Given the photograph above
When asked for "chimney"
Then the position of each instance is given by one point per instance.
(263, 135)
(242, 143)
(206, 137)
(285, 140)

################

-- AIM --
Transcribe every line of the records above verbatim, preserving the original order and line breaks.

-- WRITTEN RESPONSE --
Given the photograph above
When asked for "chimney"
Then the position of each instance is given by one point per instance.
(263, 135)
(242, 143)
(206, 137)
(285, 140)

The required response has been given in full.